Region annotation entries

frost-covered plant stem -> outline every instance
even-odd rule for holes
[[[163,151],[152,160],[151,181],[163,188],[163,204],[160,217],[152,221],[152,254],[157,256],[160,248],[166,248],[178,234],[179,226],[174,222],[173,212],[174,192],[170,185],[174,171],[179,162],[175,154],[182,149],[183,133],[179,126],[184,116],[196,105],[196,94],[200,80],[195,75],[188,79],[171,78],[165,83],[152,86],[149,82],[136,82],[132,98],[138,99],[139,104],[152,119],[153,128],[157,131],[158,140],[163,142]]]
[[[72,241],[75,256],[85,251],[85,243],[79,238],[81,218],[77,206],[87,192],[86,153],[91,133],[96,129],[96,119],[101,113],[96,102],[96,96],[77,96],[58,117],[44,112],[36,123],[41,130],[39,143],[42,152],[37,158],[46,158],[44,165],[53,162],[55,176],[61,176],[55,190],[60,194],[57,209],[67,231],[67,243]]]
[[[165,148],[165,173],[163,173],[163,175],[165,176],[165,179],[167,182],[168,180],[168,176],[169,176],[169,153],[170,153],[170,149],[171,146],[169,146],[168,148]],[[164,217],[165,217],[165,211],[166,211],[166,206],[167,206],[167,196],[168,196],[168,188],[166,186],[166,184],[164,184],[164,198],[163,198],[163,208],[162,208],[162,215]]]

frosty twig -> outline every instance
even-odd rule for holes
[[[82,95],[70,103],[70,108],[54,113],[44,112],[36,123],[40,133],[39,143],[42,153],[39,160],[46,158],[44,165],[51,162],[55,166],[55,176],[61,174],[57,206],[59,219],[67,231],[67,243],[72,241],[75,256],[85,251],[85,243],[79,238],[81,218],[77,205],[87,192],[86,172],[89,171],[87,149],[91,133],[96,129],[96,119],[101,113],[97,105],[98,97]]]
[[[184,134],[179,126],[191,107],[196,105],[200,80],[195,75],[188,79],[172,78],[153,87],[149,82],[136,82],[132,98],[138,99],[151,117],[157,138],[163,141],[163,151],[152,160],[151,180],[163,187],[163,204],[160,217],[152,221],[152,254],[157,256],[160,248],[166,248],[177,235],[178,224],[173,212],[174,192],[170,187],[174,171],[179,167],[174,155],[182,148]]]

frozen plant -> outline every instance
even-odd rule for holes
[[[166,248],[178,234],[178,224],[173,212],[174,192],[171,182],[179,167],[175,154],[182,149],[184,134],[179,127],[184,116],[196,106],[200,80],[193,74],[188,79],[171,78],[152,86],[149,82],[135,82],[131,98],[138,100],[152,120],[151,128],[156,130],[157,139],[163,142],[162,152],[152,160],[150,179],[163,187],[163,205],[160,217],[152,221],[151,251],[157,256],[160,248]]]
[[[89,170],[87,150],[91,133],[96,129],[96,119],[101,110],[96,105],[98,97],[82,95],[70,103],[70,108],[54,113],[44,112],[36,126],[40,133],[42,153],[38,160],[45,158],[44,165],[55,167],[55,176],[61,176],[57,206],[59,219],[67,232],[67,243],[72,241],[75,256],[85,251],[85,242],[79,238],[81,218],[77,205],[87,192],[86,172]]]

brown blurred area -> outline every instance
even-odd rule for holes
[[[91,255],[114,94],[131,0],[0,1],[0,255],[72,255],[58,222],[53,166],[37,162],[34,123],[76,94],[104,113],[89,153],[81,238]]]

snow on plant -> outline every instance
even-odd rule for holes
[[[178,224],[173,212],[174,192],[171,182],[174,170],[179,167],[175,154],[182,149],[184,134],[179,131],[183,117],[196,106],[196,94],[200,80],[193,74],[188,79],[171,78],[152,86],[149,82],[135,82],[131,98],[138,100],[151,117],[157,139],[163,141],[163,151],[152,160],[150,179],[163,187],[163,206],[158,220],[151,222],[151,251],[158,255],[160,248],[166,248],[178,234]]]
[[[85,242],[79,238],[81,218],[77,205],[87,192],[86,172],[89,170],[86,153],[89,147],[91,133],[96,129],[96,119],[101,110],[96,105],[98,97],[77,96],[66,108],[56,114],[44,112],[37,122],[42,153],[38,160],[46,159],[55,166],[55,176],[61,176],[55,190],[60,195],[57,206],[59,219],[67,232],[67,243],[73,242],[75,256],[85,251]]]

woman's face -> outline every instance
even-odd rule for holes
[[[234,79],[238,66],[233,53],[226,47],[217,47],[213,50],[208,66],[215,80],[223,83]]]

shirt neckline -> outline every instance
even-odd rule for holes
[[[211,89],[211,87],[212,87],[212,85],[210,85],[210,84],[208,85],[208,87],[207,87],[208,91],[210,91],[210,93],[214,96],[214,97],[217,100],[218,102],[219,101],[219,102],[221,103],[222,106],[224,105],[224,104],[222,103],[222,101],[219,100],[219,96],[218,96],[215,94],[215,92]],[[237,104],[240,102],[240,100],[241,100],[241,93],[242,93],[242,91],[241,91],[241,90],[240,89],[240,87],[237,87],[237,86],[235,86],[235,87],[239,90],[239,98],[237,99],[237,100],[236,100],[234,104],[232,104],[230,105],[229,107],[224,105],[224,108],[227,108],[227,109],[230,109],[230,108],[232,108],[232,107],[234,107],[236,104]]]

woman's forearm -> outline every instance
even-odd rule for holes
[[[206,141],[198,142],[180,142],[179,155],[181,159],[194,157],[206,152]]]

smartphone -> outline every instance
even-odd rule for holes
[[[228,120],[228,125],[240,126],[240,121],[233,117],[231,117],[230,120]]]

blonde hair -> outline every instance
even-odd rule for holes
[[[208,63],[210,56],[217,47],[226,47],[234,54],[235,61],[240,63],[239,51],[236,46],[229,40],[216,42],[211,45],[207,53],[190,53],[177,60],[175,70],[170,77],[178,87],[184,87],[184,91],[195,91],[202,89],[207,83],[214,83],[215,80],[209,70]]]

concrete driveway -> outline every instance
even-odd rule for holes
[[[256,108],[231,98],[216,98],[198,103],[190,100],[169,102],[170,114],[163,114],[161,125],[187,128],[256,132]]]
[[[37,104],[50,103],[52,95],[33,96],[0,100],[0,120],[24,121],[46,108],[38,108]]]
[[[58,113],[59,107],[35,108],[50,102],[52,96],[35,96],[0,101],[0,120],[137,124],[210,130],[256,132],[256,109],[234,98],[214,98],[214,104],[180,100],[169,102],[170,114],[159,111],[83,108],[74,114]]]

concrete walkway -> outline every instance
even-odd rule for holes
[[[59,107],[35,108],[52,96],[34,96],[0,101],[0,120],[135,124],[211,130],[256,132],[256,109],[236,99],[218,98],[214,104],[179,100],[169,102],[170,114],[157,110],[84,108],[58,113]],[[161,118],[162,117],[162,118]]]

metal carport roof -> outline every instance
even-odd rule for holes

» **TASK STATEMENT**
Could you give back all of the entries above, unchanged and in their original order?

» **RESPONSE TO THE TASK**
frost-covered plant stem -> outline every instance
even-odd rule for holes
[[[163,151],[152,160],[151,181],[163,188],[163,204],[160,217],[152,221],[152,254],[157,256],[160,248],[166,248],[178,234],[179,226],[174,222],[173,212],[174,192],[170,185],[174,171],[179,162],[175,154],[182,149],[183,133],[179,126],[184,116],[196,105],[196,94],[200,80],[195,75],[188,79],[171,78],[165,83],[152,86],[149,82],[136,82],[132,98],[138,99],[139,104],[152,119],[153,128],[157,131],[158,140],[163,142]]]
[[[72,241],[75,256],[85,251],[85,243],[79,238],[81,218],[77,206],[87,192],[86,153],[91,133],[96,129],[96,119],[101,113],[96,102],[96,96],[77,96],[58,117],[44,112],[36,123],[41,130],[39,143],[42,152],[37,158],[46,158],[44,165],[53,162],[55,176],[61,176],[55,190],[60,194],[57,209],[67,231],[67,243]]]
[[[165,148],[165,173],[163,173],[163,175],[165,176],[165,179],[167,182],[168,180],[168,176],[169,176],[169,153],[170,153],[170,149],[171,146],[169,146],[168,148]],[[164,217],[165,217],[165,211],[166,211],[166,206],[167,206],[167,196],[168,196],[168,188],[166,186],[166,184],[164,184],[164,198],[163,198],[163,208],[162,208],[162,215]]]

frosty twig -> outline every instance
even-odd rule for holes
[[[82,95],[70,103],[70,108],[54,113],[44,112],[36,123],[40,133],[39,143],[42,153],[39,160],[46,158],[44,165],[51,162],[55,166],[55,176],[61,174],[57,206],[59,219],[67,231],[67,243],[72,241],[75,256],[85,251],[85,243],[79,238],[81,218],[77,205],[87,192],[86,172],[89,171],[87,149],[91,133],[96,129],[96,119],[101,113],[97,105],[98,97]]]
[[[184,134],[179,126],[191,107],[196,105],[200,80],[195,75],[188,79],[172,78],[153,87],[149,82],[136,82],[132,98],[138,99],[151,117],[157,138],[163,141],[163,151],[152,160],[151,180],[163,187],[163,204],[160,217],[152,221],[152,254],[157,256],[160,248],[166,248],[177,235],[178,224],[173,212],[174,192],[170,187],[174,171],[179,167],[174,155],[182,148]]]

frozen plant -> outline every instance
even-odd rule for holes
[[[166,248],[178,234],[178,224],[173,212],[174,192],[171,182],[179,167],[175,154],[182,149],[184,134],[179,127],[184,116],[196,106],[200,80],[193,74],[188,79],[171,78],[152,86],[149,82],[135,82],[131,98],[138,100],[152,120],[151,128],[156,130],[157,139],[163,142],[162,152],[152,160],[150,179],[163,187],[163,205],[160,217],[152,221],[151,251],[157,256],[160,248]]]
[[[89,170],[87,150],[91,133],[96,129],[96,119],[101,110],[96,105],[98,97],[82,95],[70,103],[70,108],[54,113],[44,112],[36,126],[40,133],[42,153],[38,160],[45,158],[44,165],[55,167],[55,176],[61,176],[57,206],[59,219],[67,232],[67,243],[72,241],[75,256],[85,251],[85,242],[79,238],[81,218],[77,205],[87,192],[86,172]]]

brown blurred area -> outline every instance
even-odd rule for holes
[[[91,255],[114,94],[131,0],[0,1],[0,255],[72,255],[58,222],[53,166],[37,162],[34,123],[76,94],[104,113],[89,153],[81,238]]]

snow on plant -> outline every instance
even-odd rule for holes
[[[178,224],[173,212],[174,192],[171,182],[174,170],[179,167],[175,154],[182,149],[184,134],[179,131],[183,117],[196,106],[196,94],[200,80],[193,74],[188,79],[171,78],[152,86],[149,82],[135,82],[131,98],[138,100],[151,117],[157,139],[163,141],[163,151],[152,160],[150,179],[163,187],[163,206],[158,220],[151,222],[151,251],[158,255],[160,248],[166,248],[178,234]]]
[[[85,242],[79,238],[81,218],[77,205],[87,192],[86,172],[89,170],[86,153],[89,147],[91,133],[96,129],[96,119],[101,110],[96,105],[98,97],[77,96],[66,108],[56,114],[44,112],[37,122],[42,153],[38,160],[46,159],[55,166],[55,176],[61,176],[55,190],[60,195],[57,206],[59,219],[67,232],[67,243],[73,242],[75,256],[85,251]]]

woman's face -> outline every instance
even-odd rule for holes
[[[234,79],[238,66],[233,53],[226,47],[217,47],[213,50],[208,66],[215,80],[223,83]]]

shirt neckline -> outline every instance
even-odd rule for holes
[[[211,89],[211,87],[212,87],[212,85],[210,85],[210,84],[208,85],[208,87],[207,87],[208,91],[210,91],[210,93],[214,96],[214,97],[217,100],[218,102],[219,101],[219,102],[221,103],[222,106],[224,105],[224,104],[222,103],[222,101],[219,100],[219,96],[218,96],[215,94],[215,92]],[[237,104],[240,102],[240,100],[241,100],[241,93],[242,93],[242,91],[241,91],[241,90],[240,89],[240,87],[237,87],[237,86],[235,86],[235,87],[239,90],[239,98],[237,99],[237,100],[236,100],[234,104],[232,104],[230,105],[229,107],[224,105],[224,108],[227,108],[227,109],[230,109],[230,108],[232,108],[232,107],[234,107],[236,104]]]

woman's forearm -> outline every instance
even-odd rule for holes
[[[206,141],[198,142],[180,142],[179,155],[181,159],[194,157],[206,152]]]

smartphone -> outline every instance
even-odd rule for holes
[[[228,120],[228,125],[240,126],[240,121],[233,117],[231,117],[230,120]]]

blonde hair -> outline every instance
even-odd rule for holes
[[[208,63],[210,56],[217,47],[226,47],[234,54],[235,61],[240,63],[239,51],[236,46],[229,40],[216,42],[211,45],[207,53],[190,53],[177,60],[175,70],[170,77],[178,87],[184,87],[184,91],[195,91],[202,89],[207,83],[214,83],[215,80],[209,70]]]

concrete driveway -> outline every instance
even-odd rule for holes
[[[256,108],[231,98],[216,98],[198,103],[190,100],[169,102],[170,114],[163,114],[161,125],[187,128],[256,132]]]
[[[37,104],[50,103],[52,95],[33,96],[0,100],[0,120],[24,121],[46,108],[38,108]]]
[[[58,113],[59,107],[35,108],[50,102],[52,96],[35,96],[0,101],[0,120],[137,124],[210,130],[256,132],[256,109],[234,98],[214,98],[214,104],[180,100],[169,102],[170,114],[159,111],[83,108],[74,114]]]

concrete walkway -> outline every instance
even-odd rule for holes
[[[59,107],[35,108],[52,96],[34,96],[0,101],[0,120],[135,124],[211,130],[256,132],[256,109],[236,99],[218,98],[214,104],[179,100],[169,102],[170,114],[157,110],[84,108],[58,113]],[[161,118],[162,117],[162,118]]]

metal carport roof -> outline every instance
even-odd rule for holes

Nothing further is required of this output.